» **Task input**
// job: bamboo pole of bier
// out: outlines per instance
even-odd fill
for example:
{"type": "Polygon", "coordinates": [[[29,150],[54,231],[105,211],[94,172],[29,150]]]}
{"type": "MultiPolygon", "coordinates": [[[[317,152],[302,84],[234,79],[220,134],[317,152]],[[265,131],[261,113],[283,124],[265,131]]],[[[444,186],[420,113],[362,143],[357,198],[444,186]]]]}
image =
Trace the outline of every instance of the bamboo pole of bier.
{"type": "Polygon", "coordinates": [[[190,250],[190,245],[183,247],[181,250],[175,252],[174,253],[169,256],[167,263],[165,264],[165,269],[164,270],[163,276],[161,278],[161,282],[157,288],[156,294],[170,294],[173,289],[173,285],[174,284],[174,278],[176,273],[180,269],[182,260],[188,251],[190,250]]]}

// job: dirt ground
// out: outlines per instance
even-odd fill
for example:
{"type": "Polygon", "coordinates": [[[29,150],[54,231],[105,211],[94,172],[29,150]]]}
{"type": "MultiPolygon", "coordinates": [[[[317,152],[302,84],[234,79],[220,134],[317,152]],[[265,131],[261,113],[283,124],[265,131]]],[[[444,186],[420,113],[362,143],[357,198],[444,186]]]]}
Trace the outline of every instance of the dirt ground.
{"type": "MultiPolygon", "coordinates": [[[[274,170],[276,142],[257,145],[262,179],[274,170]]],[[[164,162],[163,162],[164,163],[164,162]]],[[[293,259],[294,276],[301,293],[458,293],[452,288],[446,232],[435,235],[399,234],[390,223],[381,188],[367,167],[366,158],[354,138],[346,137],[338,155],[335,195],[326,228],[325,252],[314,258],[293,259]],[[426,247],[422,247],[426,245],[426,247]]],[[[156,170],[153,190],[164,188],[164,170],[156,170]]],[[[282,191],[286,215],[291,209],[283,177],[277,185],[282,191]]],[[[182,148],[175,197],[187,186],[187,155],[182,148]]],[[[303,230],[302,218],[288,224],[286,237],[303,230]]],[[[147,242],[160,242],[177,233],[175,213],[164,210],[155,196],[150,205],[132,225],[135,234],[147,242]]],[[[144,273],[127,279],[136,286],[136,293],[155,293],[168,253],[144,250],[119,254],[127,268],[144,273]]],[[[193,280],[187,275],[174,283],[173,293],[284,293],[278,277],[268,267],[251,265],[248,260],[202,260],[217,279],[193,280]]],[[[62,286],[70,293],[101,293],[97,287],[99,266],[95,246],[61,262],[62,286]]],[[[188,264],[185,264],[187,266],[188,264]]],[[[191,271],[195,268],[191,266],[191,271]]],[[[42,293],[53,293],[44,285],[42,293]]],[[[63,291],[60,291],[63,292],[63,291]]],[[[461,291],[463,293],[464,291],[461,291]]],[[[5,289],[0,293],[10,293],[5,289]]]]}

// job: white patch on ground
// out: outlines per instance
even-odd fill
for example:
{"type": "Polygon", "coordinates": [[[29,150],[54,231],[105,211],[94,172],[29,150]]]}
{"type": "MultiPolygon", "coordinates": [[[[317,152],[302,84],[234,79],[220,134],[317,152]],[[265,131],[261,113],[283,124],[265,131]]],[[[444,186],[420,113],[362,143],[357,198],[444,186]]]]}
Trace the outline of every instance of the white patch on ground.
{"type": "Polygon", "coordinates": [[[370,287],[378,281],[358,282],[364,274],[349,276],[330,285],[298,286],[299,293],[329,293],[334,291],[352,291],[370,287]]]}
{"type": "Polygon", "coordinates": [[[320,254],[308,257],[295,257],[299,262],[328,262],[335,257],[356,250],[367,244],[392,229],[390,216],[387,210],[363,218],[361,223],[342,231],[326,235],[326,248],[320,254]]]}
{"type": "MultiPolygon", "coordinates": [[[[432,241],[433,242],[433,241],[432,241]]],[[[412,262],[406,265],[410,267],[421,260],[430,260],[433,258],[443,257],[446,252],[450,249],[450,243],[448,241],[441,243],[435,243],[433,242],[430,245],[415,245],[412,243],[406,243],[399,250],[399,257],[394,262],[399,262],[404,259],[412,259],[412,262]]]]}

» **Job**
Can you render every line of the entries above as a Markdown table with the columns No. and Line, numbering each row and leaving out the blank lines?

» **Written solution**
| No. | Line |
|---|---|
| 1 | // job: bamboo pole of bier |
| 2 | // out: outlines per instance |
| 3 | even-odd fill |
| 4 | for example: |
| 5 | {"type": "Polygon", "coordinates": [[[29,150],[54,231],[105,211],[94,172],[29,150]]]} |
| 6 | {"type": "MultiPolygon", "coordinates": [[[[317,152],[302,84],[234,79],[220,134],[317,152]],[[265,131],[261,113],[283,124],[265,131]]],[[[444,186],[420,113],[362,143],[357,198],[444,186]]]]} |
| 7 | image = |
| 8 | Trace the outline of every instance of the bamboo pole of bier. |
| 9 | {"type": "Polygon", "coordinates": [[[190,250],[190,245],[183,247],[181,250],[175,252],[174,253],[169,256],[167,263],[165,264],[165,269],[164,270],[163,276],[161,278],[161,282],[157,288],[156,294],[170,294],[173,289],[173,285],[174,284],[174,278],[176,273],[180,269],[182,260],[188,251],[190,250]]]} |
| 10 | // job: dirt ground |
| 11 | // out: outlines per instance |
| 12 | even-odd fill |
| 13 | for example: |
| 14 | {"type": "Polygon", "coordinates": [[[29,150],[54,231],[105,211],[94,172],[29,150]]]} |
| 15 | {"type": "MultiPolygon", "coordinates": [[[[317,152],[302,84],[234,79],[220,134],[317,152]],[[265,131],[261,113],[283,124],[265,131]]],[[[444,186],[420,113],[362,143],[357,198],[444,186]]]]} |
| 16 | Trace the outline of every instance of the dirt ground. |
| 17 | {"type": "MultiPolygon", "coordinates": [[[[274,170],[276,142],[257,145],[262,179],[274,170]]],[[[164,162],[163,162],[164,163],[164,162]]],[[[293,259],[294,276],[301,293],[458,293],[452,288],[446,232],[435,235],[399,234],[390,223],[381,188],[367,167],[366,158],[354,138],[346,137],[338,155],[335,195],[326,228],[325,252],[314,258],[293,259]],[[426,247],[422,247],[426,245],[426,247]]],[[[156,170],[153,190],[164,188],[164,170],[156,170]]],[[[282,191],[286,215],[291,209],[283,177],[277,185],[282,191]]],[[[182,148],[175,197],[187,186],[187,155],[182,148]]],[[[303,230],[302,218],[288,224],[286,237],[303,230]]],[[[147,242],[160,242],[177,233],[175,213],[164,210],[155,196],[150,205],[132,225],[135,234],[147,242]]],[[[144,273],[127,279],[136,286],[136,293],[155,293],[168,253],[144,250],[119,254],[127,268],[144,273]]],[[[193,280],[187,275],[174,283],[173,293],[284,293],[278,277],[268,267],[251,265],[248,260],[202,260],[217,279],[193,280]]],[[[62,286],[70,293],[101,293],[97,287],[99,266],[95,246],[61,262],[62,286]]],[[[188,264],[185,264],[187,266],[188,264]]],[[[191,271],[195,268],[191,266],[191,271]]],[[[42,293],[53,293],[44,285],[42,293]]],[[[63,291],[60,291],[63,292],[63,291]]],[[[461,291],[463,293],[464,291],[461,291]]],[[[5,289],[0,293],[10,293],[5,289]]]]} |
| 18 | // job: white patch on ground |
| 19 | // out: outlines per instance |
| 20 | even-odd fill |
| 21 | for example: |
| 22 | {"type": "Polygon", "coordinates": [[[29,150],[54,231],[105,211],[94,172],[29,150]]]} |
| 23 | {"type": "MultiPolygon", "coordinates": [[[[317,152],[302,84],[234,79],[220,134],[317,152]],[[265,131],[261,113],[283,124],[265,131]]],[[[444,186],[420,113],[362,143],[357,198],[444,186]]]]} |
| 24 | Trace the outline of every instance of the white patch on ground. |
| 25 | {"type": "Polygon", "coordinates": [[[370,287],[378,281],[358,282],[364,274],[349,276],[330,285],[298,286],[299,293],[329,293],[334,291],[352,291],[370,287]]]} |
| 26 | {"type": "Polygon", "coordinates": [[[320,254],[308,257],[295,257],[299,262],[328,262],[335,257],[356,250],[367,244],[392,229],[390,216],[387,210],[363,218],[361,223],[342,231],[326,235],[326,248],[320,254]]]} |
| 27 | {"type": "MultiPolygon", "coordinates": [[[[432,241],[433,242],[433,241],[432,241]]],[[[412,262],[406,265],[410,267],[421,260],[430,260],[433,258],[443,257],[446,252],[450,249],[450,243],[448,241],[441,243],[435,243],[433,242],[430,245],[415,245],[412,243],[406,243],[399,250],[399,257],[394,262],[399,262],[404,259],[412,259],[412,262]]]]} |